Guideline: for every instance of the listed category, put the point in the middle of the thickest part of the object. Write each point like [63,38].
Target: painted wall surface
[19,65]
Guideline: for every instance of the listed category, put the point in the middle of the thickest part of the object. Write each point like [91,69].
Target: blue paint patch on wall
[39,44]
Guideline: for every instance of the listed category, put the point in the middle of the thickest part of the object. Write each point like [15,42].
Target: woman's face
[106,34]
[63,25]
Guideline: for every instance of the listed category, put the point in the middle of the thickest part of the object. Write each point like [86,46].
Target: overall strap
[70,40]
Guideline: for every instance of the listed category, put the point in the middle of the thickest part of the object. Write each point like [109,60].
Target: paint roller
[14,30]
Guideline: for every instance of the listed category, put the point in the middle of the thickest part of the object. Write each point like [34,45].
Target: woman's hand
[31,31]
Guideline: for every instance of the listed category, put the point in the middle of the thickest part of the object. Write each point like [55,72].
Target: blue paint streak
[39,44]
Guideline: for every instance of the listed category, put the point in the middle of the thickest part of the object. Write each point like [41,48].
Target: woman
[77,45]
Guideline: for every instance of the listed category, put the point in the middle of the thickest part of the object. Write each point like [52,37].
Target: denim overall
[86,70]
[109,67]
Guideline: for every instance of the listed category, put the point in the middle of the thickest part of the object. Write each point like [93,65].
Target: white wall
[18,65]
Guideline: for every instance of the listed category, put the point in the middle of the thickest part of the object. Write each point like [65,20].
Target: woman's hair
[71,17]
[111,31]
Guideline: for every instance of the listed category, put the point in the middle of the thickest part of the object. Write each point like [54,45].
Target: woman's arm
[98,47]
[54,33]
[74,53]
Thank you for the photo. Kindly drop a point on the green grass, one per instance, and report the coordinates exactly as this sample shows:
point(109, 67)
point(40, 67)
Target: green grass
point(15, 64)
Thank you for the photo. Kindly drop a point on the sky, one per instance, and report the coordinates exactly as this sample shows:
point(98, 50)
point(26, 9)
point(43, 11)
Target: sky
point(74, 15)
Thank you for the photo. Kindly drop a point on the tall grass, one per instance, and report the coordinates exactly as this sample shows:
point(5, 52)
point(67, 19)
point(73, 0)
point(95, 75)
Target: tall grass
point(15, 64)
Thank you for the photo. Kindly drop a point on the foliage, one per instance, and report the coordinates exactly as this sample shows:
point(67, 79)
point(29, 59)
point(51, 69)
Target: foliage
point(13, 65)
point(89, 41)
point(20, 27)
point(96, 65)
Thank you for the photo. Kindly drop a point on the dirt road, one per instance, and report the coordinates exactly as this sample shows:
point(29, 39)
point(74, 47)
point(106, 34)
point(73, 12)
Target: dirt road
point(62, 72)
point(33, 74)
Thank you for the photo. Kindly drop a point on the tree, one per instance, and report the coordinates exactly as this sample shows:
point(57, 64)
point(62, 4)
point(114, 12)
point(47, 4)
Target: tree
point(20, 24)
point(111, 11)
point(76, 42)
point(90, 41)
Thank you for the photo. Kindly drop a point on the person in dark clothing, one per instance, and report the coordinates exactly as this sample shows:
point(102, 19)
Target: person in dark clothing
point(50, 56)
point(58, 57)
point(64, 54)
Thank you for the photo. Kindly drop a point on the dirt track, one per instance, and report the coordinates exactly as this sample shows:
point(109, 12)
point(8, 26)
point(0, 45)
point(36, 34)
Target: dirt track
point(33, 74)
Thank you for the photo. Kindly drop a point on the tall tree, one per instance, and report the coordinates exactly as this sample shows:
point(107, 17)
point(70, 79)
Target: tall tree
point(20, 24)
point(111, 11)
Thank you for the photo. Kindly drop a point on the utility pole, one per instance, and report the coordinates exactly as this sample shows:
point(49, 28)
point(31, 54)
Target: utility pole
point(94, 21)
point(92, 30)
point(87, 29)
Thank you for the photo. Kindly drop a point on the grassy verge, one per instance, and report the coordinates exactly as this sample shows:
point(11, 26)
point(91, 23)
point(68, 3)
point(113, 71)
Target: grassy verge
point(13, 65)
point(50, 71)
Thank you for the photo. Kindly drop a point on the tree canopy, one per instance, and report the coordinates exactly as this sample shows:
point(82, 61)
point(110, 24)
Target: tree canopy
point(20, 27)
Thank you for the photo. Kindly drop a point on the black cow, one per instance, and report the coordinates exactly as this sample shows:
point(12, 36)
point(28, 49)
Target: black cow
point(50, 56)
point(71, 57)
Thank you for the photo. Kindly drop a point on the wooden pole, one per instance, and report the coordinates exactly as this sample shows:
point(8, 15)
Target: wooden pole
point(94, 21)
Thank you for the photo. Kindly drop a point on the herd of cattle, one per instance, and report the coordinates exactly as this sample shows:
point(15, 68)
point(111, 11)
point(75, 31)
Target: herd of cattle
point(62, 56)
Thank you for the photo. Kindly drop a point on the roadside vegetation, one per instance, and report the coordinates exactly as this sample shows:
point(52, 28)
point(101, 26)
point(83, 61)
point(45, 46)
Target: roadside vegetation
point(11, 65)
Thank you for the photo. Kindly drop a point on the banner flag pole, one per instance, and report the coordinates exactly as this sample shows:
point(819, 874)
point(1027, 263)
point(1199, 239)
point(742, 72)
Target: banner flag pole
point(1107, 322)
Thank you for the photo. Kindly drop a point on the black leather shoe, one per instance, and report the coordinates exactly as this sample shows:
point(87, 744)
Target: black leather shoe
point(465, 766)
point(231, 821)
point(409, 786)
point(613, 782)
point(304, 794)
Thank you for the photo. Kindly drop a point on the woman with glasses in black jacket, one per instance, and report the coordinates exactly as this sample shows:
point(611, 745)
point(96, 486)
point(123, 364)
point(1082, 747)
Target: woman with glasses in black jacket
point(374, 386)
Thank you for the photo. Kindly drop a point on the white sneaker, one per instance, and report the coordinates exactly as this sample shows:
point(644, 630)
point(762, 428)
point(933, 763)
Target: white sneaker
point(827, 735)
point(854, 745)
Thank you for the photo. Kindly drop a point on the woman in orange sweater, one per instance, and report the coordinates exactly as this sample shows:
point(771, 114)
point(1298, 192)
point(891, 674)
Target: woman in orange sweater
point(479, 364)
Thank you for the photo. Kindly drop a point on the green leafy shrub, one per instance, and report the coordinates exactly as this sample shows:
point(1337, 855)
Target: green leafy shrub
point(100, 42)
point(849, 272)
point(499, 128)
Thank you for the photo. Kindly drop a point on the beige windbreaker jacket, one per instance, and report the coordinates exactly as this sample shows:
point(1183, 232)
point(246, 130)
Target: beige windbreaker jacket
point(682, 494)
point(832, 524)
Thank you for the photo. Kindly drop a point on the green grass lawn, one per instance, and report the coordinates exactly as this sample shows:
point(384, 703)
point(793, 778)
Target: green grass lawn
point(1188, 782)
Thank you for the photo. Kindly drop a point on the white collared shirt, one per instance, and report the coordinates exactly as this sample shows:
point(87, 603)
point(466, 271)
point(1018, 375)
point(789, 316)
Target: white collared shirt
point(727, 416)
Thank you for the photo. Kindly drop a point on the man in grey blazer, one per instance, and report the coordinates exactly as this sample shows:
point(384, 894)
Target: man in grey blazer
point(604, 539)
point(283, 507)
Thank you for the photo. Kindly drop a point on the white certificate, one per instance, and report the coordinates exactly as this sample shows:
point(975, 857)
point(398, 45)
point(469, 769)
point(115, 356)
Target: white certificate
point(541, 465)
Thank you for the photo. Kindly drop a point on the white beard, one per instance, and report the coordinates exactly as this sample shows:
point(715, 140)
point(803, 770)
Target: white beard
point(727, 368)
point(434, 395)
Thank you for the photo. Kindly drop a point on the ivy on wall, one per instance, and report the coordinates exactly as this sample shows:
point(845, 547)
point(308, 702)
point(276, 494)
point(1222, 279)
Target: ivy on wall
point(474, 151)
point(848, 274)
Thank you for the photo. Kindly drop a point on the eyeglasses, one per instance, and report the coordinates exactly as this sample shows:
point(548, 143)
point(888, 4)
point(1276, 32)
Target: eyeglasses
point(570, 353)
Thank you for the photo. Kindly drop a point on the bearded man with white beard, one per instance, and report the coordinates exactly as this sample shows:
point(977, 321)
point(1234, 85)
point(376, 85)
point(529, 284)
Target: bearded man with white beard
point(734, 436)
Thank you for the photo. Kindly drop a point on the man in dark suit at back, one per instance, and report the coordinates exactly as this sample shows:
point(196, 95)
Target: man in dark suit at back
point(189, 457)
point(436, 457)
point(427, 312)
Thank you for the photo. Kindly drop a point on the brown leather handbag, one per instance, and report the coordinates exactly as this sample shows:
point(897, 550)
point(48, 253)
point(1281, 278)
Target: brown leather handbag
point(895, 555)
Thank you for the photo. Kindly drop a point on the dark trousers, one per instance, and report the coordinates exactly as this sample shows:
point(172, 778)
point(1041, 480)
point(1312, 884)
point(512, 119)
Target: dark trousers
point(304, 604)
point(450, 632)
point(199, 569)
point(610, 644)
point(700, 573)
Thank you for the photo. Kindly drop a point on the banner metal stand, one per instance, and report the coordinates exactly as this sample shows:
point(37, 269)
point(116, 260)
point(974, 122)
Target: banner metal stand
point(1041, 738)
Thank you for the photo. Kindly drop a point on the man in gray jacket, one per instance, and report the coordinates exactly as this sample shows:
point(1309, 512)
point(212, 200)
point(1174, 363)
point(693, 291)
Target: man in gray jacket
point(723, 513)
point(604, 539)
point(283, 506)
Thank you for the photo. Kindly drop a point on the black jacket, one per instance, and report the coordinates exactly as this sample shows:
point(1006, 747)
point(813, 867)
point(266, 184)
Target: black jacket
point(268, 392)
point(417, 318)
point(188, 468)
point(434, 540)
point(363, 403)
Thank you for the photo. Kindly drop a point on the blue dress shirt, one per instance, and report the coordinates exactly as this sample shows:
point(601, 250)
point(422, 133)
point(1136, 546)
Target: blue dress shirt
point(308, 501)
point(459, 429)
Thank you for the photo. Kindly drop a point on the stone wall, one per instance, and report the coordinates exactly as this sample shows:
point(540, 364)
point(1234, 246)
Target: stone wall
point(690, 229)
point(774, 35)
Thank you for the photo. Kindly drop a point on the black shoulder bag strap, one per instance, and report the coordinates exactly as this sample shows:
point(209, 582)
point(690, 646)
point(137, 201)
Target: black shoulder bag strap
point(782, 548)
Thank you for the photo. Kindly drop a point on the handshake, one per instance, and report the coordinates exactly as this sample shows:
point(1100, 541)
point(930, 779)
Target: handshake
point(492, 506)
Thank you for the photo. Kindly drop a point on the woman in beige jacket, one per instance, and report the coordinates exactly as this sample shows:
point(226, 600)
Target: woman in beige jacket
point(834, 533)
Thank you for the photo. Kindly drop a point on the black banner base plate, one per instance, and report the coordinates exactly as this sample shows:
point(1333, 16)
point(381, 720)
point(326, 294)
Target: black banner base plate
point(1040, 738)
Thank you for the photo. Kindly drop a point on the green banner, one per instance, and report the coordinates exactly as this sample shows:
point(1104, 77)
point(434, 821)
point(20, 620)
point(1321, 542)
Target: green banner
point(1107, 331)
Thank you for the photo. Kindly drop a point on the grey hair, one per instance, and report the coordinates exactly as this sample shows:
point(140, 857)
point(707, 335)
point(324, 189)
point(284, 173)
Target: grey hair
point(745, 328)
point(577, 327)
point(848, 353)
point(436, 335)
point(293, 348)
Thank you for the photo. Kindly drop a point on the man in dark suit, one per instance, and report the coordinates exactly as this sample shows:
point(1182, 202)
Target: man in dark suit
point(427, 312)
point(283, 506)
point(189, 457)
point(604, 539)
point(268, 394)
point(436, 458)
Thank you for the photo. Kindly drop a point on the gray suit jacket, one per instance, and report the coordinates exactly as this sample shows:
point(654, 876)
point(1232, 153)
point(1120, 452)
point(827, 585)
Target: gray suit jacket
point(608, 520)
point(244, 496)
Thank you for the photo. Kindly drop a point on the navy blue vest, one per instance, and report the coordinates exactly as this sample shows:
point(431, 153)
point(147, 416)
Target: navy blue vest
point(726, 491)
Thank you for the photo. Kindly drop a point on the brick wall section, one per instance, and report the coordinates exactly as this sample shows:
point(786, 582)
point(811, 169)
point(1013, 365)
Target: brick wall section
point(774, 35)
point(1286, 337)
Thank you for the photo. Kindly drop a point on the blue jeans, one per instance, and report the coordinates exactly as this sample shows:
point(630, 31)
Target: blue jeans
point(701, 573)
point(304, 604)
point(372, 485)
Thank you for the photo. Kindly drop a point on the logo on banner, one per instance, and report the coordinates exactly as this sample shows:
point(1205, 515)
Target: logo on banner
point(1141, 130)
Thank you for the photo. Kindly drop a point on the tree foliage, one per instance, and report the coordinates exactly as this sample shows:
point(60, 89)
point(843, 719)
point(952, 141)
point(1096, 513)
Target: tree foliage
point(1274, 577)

* _WHAT THE TASK REQUIRES_
Give the records as a numbered list, starting at the line containing "dark suit, one" and ending at the line containing "point(726, 491)". Leave out any blank lines.

* _FULL OUTPUT_
1. Thank you for the photo. Kindly drop a point on the man in dark suit, one per instance, and report the coordinates exactly as this sample shows:
2. point(1182, 202)
3. Target: man in dark suit
4. point(427, 312)
5. point(283, 506)
6. point(189, 457)
7. point(604, 539)
8. point(268, 394)
9. point(436, 458)
10. Thank you for the photo. Kindly drop a point on the gray suit jacket, one per instance, and report the coordinates exactly as this sample shows:
11. point(654, 876)
12. point(1232, 153)
13. point(1120, 452)
14. point(827, 585)
15. Target: gray suit jacket
16. point(608, 520)
17. point(244, 496)
18. Thank you for the photo. Kindly drop a point on the navy blue vest, one per instance, and report the coordinates exactly as this sample shows:
19. point(431, 153)
20. point(147, 416)
21. Target: navy blue vest
22. point(726, 491)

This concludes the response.